● Aufgaben
(1) Welche Konzepte werden sich laut dem Interview zu On-Demand-Computing aus Kostengründen durchsetzen?
(2) Führe das Interview zu On-Demand-Computing im Anschluss an seinen letzten Satz fort.

● Text
════════════════

CW-Gespräch mit Joseph Reger, Chief Technology Officer von Fujitsu-Siemens

Das Problem ist die Provisionierung

12.03.2004
Mit Joseph Reger, Chief Technology Officer bei Fujitsu-Siemens Computers, sprach CW-Redakteurin Kriemhilde Klippstätter über zukünftige Server-Systeme für On-Demand-Computing.

CW: Welchen Einfluss wird On-Demand-Computing auf die Architektur der Server haben?

Reger: Scaling-out-Konzepte, also der Zusammenschluss vieler kleiner Server, die multiple Instanzen des Betriebssystems fahren, werden sich unserer Meinung nach aus Kostengründen durchsetzen. Die heute dort bereitgestellte Rechenpower reicht für die meisten Anwendungen aus. Die große Frage dabei ist, wie so ein System verwaltet wird.

CW: Wer wird solche Blade-Systeme einsetzen?

════════════════

● Gegebene Zeilen
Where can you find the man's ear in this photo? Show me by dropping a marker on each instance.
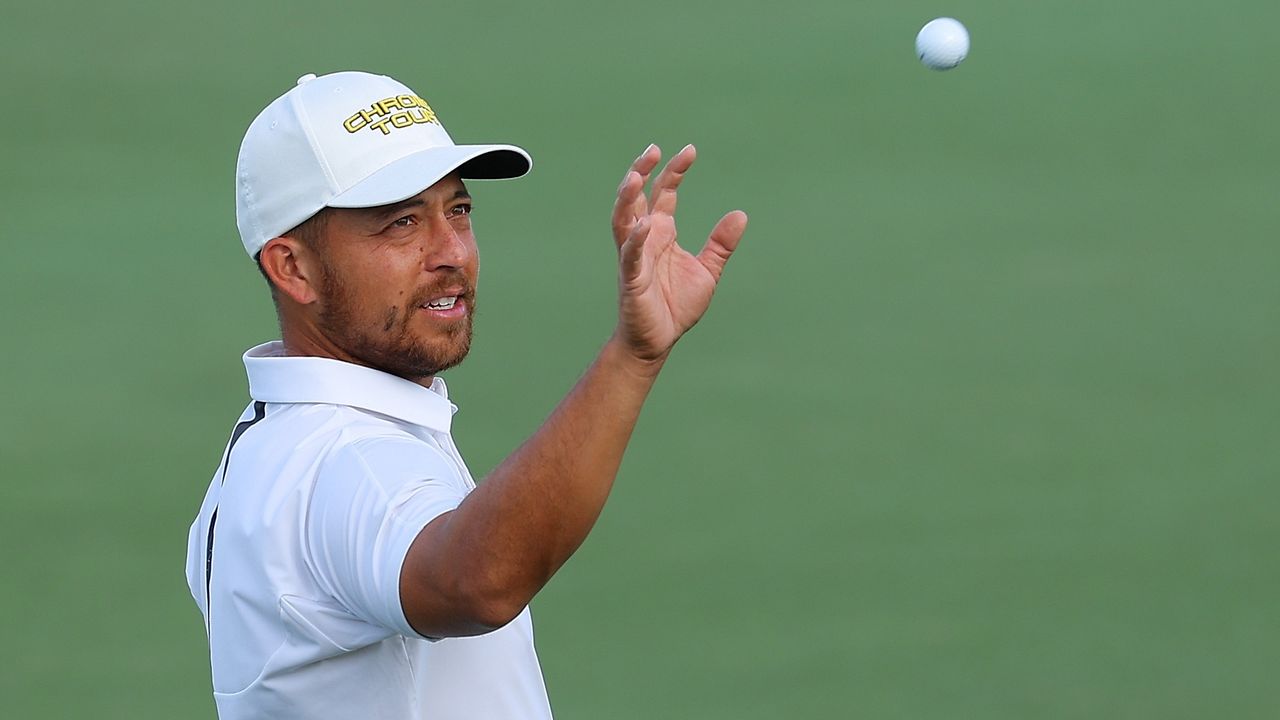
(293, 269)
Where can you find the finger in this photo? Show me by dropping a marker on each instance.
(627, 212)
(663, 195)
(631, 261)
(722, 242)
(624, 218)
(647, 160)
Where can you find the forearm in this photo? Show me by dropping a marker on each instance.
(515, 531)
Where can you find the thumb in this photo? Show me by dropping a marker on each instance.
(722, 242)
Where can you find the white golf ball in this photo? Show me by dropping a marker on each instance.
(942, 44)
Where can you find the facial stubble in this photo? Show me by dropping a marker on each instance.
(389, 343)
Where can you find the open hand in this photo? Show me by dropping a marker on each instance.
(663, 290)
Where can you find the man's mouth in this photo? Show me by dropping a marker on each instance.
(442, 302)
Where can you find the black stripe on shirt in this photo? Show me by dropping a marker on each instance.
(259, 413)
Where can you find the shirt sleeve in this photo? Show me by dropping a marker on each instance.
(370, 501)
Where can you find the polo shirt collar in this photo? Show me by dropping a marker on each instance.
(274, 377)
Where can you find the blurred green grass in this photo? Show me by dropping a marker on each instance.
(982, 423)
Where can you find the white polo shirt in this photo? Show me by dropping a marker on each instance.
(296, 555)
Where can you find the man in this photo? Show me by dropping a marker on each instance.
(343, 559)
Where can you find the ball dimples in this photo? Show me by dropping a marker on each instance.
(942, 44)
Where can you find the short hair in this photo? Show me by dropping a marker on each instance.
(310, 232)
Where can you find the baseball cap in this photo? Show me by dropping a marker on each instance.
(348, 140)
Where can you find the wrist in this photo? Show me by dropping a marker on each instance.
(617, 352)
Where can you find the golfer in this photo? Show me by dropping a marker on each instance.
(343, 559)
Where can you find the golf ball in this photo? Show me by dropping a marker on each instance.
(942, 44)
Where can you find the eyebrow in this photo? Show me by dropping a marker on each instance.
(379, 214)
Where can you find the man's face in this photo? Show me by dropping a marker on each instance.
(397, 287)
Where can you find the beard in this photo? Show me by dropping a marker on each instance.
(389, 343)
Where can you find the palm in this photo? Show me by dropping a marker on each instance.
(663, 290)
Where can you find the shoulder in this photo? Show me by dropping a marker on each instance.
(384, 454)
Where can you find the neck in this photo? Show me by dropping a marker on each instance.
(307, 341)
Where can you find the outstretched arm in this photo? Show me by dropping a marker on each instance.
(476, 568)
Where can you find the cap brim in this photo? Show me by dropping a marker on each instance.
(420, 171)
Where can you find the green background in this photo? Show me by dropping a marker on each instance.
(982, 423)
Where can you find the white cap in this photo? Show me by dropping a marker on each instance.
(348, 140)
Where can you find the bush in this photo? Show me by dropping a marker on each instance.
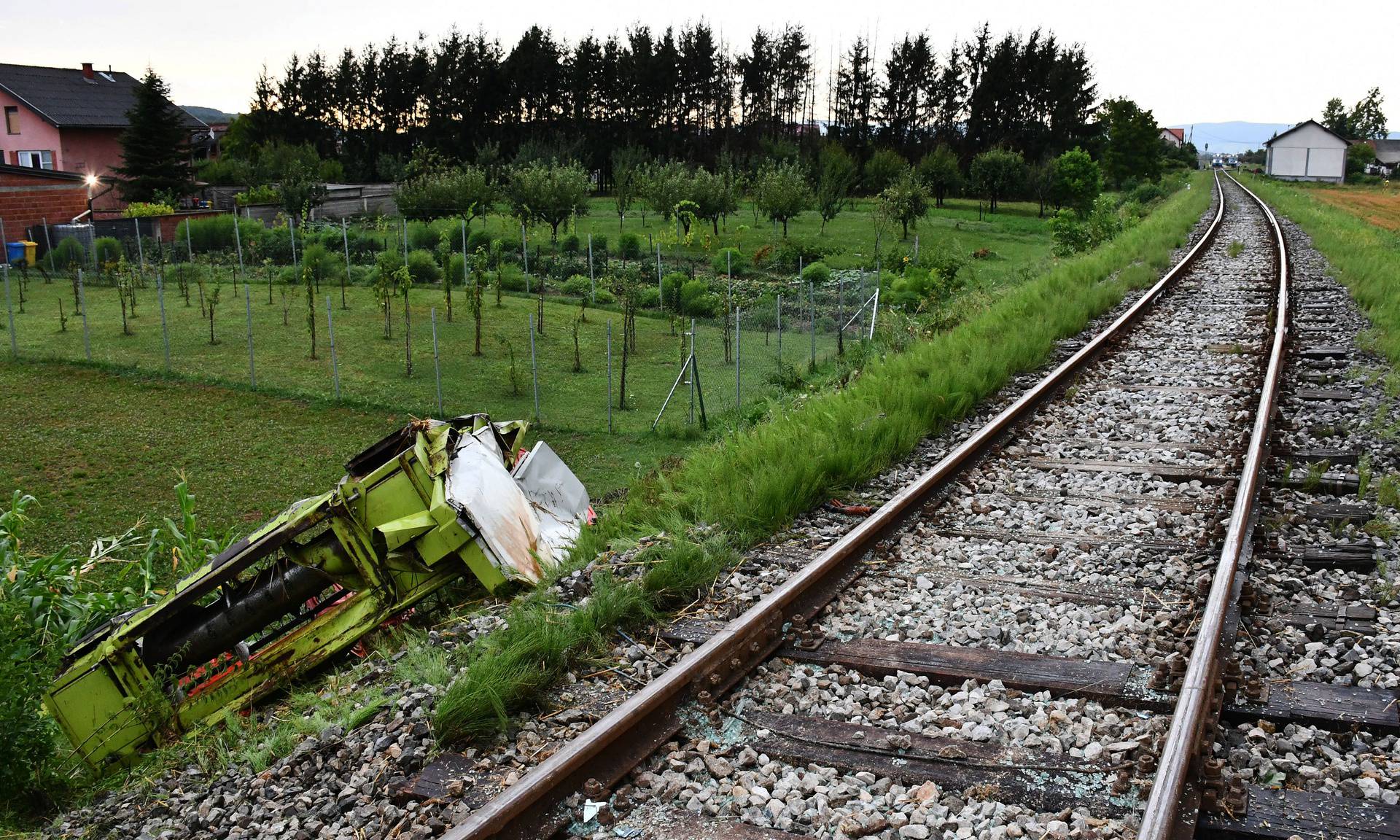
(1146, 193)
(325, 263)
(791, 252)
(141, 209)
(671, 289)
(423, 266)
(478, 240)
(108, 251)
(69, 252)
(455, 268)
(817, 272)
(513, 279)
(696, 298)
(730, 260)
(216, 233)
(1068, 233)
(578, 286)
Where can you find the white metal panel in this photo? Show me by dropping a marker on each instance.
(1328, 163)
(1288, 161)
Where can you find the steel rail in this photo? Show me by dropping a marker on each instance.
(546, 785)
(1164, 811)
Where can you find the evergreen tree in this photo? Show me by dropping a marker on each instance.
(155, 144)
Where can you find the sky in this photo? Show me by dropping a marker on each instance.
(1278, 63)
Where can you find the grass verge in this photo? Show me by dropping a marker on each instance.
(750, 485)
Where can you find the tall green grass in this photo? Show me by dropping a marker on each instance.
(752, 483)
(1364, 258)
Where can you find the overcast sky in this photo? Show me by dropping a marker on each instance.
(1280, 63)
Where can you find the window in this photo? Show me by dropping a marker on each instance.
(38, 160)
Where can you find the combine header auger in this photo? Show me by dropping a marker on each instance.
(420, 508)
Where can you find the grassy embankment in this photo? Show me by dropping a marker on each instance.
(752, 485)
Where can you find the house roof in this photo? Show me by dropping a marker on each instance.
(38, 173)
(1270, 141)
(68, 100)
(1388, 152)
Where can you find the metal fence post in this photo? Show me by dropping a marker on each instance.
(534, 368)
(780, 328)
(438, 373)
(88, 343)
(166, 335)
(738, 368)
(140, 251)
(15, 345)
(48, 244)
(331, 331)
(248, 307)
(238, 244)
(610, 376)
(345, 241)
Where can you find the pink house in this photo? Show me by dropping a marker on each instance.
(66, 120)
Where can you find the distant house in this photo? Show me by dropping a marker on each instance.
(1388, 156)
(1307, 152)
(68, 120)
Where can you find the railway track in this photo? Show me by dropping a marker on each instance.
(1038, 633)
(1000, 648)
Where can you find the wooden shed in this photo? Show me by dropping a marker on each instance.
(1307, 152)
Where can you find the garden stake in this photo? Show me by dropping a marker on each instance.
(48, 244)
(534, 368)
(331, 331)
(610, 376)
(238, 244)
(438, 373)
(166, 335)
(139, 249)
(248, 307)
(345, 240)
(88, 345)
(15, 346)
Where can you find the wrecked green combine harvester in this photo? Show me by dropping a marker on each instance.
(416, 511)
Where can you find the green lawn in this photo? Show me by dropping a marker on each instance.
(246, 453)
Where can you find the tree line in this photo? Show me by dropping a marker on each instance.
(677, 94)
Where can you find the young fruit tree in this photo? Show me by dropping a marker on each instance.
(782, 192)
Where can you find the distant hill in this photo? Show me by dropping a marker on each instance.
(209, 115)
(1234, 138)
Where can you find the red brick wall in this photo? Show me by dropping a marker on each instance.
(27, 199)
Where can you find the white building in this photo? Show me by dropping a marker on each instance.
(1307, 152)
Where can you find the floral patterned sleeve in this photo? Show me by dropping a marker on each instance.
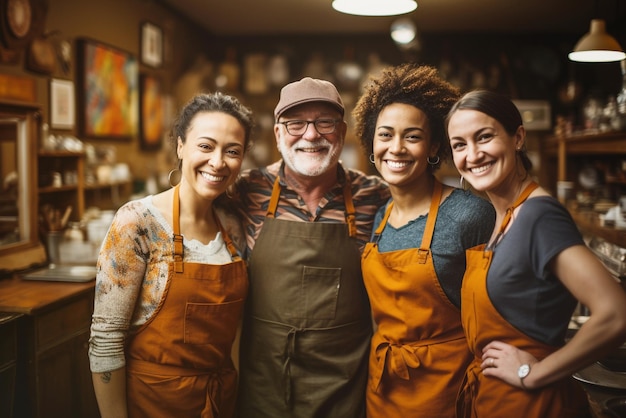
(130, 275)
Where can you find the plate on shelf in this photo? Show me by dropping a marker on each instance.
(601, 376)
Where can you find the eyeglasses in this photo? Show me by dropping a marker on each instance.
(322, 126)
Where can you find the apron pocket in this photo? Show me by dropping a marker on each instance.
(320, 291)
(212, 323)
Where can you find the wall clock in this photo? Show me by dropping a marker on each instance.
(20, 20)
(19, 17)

════════════════

● Antworten
(1) Scaling-out-Konzepte, also der Zusammenschluss vieler kleiner Server, die multiple Instanzen des Betriebssystems fahren.

(2)
Reger: Die Entscheidung zwischen mächtigen monolithischen Systemen oder Scaling-Out-Umgebungen ist zunehmend nur für die ganz großen Installationen von Interesse. Die Einzelkomponenten haben eine derartige Entwicklung hinter sich gebracht, dass Vier-Wege-Server selbst bei großen Mittelständlern fast alle Rechenprobleme lösen.

CW: Gilt das auch für Lösungen im Rahmen von Utility Computing?

Reger: Derzeit herrscht Begriffsverwirrung über das neue Schlagwort. Was unserer Meinung zunächst dahinter steckt, ist die Forderung, dass so abgerechnet wird wie mit anderen verbrauchsorientierten Ressourcen, etwa Strom oder Gas: Es wird genau das bezahlt, was auch verwendet wird.

CW: Das hat aber nichts mit Technik zu tun.

Reger: Stimmt. Es gibt heute schon Outsourcer, die bei herkömmlichen Installationen Verträge abschließen, die sich am Utility-Konzept orientieren. Dazu muss die verbrauchte Leistung natürlich messbar sein, was manchmal ein Problem darstellt, weil es zwar für Mainframe- und Unix-Umgebungen ganz gute Abrechnungssysteme gibt, nicht aber in Windows- oder Linux-Systemen.

CW: Anwendern geht es um die bessere Auslastung der Ressourcen. Kann Virtualisierung hier helfen?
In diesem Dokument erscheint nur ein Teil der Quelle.